Provided material start

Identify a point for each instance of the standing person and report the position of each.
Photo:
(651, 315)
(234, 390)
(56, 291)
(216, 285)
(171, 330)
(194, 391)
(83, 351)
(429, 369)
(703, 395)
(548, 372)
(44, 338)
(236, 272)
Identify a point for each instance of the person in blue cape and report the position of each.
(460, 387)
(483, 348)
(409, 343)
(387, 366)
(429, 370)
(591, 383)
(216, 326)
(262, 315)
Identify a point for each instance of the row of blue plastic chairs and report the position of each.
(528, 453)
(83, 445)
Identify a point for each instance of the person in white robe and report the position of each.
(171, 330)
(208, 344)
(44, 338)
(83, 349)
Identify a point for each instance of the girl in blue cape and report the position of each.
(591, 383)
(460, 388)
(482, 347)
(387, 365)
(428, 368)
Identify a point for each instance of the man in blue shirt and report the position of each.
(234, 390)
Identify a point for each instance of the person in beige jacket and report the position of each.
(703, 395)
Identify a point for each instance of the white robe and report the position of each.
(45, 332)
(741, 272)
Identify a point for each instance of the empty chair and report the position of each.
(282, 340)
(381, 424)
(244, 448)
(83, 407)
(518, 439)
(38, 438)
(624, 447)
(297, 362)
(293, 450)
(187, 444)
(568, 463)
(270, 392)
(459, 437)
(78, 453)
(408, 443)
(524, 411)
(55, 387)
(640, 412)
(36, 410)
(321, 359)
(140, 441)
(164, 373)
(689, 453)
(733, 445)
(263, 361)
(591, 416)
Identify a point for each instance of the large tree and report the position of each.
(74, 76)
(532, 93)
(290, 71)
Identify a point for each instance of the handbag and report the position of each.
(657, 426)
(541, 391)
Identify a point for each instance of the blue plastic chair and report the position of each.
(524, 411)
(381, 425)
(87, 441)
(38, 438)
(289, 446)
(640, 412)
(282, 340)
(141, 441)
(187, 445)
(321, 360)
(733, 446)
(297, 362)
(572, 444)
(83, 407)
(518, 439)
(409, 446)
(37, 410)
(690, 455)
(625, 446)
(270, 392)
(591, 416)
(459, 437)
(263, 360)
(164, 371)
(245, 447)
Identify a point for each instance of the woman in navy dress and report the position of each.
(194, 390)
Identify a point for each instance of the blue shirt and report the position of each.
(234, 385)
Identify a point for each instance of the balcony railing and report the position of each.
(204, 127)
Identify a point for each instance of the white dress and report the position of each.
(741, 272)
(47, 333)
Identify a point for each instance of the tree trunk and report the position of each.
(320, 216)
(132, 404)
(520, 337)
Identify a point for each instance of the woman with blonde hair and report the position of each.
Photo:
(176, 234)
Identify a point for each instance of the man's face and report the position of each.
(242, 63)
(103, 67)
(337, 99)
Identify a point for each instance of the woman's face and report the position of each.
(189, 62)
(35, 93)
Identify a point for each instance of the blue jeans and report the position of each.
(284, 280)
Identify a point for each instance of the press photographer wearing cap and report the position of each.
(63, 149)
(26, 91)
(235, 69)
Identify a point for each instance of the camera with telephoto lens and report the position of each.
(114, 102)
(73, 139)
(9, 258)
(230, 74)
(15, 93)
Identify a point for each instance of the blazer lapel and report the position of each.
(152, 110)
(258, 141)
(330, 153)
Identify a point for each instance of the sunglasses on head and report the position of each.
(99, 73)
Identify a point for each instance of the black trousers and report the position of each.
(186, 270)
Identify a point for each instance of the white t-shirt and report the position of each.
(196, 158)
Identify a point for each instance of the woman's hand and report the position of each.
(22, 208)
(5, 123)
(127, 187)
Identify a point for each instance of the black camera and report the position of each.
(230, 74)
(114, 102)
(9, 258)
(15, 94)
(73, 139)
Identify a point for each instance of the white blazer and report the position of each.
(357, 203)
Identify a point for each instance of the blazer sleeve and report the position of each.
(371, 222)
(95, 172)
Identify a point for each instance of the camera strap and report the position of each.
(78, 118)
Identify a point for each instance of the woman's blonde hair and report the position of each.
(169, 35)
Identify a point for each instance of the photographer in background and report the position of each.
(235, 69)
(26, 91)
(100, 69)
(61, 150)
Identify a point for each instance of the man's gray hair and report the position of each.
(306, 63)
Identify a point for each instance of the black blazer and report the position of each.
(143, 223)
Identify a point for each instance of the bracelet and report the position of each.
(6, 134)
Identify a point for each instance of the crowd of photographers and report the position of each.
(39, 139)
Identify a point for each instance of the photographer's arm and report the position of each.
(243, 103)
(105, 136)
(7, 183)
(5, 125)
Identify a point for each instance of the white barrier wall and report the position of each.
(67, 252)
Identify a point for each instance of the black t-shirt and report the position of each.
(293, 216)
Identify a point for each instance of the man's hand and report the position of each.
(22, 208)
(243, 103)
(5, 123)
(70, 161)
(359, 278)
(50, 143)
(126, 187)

Provided material end
Provided material start

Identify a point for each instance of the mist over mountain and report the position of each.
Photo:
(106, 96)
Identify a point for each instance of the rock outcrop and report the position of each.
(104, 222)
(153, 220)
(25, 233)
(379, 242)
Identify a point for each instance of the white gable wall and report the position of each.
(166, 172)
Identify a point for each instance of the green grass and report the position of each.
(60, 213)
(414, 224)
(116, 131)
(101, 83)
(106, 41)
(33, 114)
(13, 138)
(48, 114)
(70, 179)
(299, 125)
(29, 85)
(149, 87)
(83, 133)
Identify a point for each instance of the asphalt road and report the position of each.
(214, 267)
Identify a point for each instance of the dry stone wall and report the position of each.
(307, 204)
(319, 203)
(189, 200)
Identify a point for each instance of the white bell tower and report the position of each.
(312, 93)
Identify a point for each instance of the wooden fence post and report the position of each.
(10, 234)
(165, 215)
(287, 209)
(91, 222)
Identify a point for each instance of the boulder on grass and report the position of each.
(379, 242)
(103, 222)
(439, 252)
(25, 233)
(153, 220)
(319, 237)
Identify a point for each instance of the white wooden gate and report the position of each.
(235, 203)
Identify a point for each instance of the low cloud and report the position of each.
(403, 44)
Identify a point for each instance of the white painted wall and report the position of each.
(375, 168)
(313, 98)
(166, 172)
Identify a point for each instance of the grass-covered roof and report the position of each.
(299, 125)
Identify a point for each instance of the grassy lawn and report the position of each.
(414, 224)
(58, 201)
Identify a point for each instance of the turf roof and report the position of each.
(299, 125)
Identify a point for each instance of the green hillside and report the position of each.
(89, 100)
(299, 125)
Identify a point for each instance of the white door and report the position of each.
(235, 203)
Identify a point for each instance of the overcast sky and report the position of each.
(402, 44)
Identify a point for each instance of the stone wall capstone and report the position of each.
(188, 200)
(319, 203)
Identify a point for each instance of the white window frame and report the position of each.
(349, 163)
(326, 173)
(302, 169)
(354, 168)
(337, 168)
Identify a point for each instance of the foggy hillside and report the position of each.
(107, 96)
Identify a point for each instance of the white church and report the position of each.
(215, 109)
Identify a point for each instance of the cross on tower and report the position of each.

Provided material end

#### The problem:
Pull out every line above that contains the word "stone", matching case exactly.

#### Correct result:
Identify a point for each instance of the dry stone wall and report the position of each.
Identify a point for each instance of the stone wall capstone and report the position of each.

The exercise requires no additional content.